Stored dataset items:
»»

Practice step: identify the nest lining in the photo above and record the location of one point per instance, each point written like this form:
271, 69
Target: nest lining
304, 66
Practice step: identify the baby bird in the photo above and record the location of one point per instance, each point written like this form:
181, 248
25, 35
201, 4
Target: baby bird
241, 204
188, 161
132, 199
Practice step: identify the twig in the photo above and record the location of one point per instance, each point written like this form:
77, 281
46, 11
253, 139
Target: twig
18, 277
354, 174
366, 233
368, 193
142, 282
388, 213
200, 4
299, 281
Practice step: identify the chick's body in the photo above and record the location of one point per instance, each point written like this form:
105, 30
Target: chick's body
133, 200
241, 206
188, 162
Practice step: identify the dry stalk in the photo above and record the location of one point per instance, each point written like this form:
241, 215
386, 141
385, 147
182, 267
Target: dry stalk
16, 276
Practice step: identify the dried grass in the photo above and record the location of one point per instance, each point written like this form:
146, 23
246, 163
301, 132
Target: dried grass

««

Exercise aim: Scale the listing by rewriting every line, requests included, with each point coordinate in the answers multiplied by 1.1 and rounded to the nearest whole number, halves going up. Leave the requests and their sample points unchanged.

Response to the task:
Practice step: identify the nest lining in the photo above and record the location of one point per instance, each point written like this form:
271, 69
Target: nest lining
334, 73
Practice step: identify the baby bird in the photo above and record the location of one point per instance, each point written like this form:
181, 248
25, 35
201, 4
Target: baby bird
265, 224
207, 177
145, 219
Practice step: identify the twig in the photo above and record the location of one point per instance, each point written like this form:
77, 281
46, 11
253, 139
Target: twig
20, 305
389, 191
403, 256
405, 212
156, 310
427, 234
220, 4
329, 309
Practice step: identify the chick's body in the photo above and record the location of one point per instance, each point written like this form:
105, 30
Target: chick's body
146, 220
265, 227
207, 178
Practice step: identify the dry stalk in the photo above and record the location of one point per instance, each point written like this form:
241, 215
386, 141
385, 147
182, 267
Target: dry stalk
18, 304
Practice step: identify the dried grass in the photo above and record the location of one point per instance, each point written like this form:
146, 23
246, 163
301, 132
Target: dried grass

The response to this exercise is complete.